Which lines in the records below contain the string "green"? Report each of those lines in full, counting only matches with the same case.

--- BEGIN RECORDS TO USE ---

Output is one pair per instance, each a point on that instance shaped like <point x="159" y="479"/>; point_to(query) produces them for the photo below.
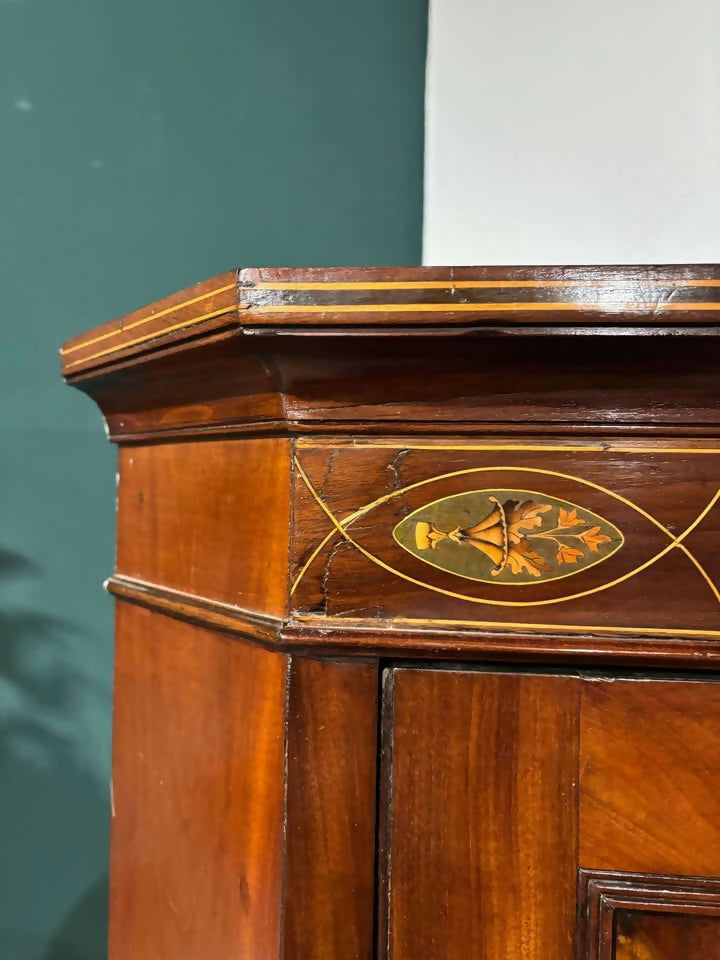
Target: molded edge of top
<point x="367" y="299"/>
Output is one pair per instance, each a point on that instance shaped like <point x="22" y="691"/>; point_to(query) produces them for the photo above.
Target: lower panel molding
<point x="631" y="916"/>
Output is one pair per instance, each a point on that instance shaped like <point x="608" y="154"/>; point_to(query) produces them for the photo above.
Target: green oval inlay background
<point x="537" y="551"/>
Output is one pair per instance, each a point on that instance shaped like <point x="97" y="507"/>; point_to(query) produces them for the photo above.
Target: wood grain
<point x="666" y="937"/>
<point x="650" y="751"/>
<point x="198" y="757"/>
<point x="482" y="831"/>
<point x="195" y="517"/>
<point x="332" y="751"/>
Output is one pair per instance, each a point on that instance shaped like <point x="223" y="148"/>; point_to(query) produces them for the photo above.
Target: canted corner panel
<point x="630" y="916"/>
<point x="584" y="537"/>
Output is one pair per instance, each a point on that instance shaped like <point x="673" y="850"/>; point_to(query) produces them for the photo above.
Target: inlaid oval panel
<point x="507" y="536"/>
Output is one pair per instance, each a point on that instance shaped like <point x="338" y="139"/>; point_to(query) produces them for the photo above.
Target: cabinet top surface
<point x="382" y="300"/>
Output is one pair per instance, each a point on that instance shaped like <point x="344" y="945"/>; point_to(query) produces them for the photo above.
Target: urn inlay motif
<point x="508" y="536"/>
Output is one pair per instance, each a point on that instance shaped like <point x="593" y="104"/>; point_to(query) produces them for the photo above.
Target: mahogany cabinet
<point x="418" y="614"/>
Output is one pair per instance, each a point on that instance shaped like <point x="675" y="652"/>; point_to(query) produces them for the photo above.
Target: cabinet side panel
<point x="483" y="821"/>
<point x="332" y="757"/>
<point x="198" y="516"/>
<point x="198" y="784"/>
<point x="650" y="756"/>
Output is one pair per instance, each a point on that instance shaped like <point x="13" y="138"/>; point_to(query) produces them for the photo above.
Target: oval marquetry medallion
<point x="507" y="536"/>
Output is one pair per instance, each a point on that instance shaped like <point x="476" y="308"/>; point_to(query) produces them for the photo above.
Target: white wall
<point x="569" y="131"/>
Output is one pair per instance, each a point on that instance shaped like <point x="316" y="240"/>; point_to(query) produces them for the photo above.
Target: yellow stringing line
<point x="340" y="528"/>
<point x="154" y="316"/>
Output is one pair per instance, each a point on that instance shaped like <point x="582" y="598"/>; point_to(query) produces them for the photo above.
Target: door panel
<point x="649" y="777"/>
<point x="549" y="817"/>
<point x="483" y="816"/>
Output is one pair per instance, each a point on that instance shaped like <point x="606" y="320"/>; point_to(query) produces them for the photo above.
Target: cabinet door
<point x="549" y="817"/>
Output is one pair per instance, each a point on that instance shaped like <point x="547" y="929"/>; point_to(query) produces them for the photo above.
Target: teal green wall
<point x="148" y="144"/>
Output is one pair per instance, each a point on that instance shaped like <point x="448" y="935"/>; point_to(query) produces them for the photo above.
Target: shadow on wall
<point x="49" y="792"/>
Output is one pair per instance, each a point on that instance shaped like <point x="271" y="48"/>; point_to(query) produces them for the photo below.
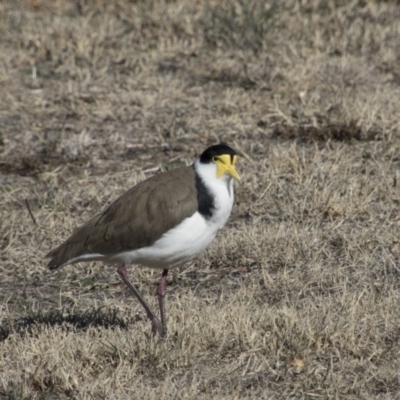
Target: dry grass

--- END RECORDS TO USE ---

> [ANSWER TO THE PROBLEM]
Target: green oval inlay background
Target: teal green wall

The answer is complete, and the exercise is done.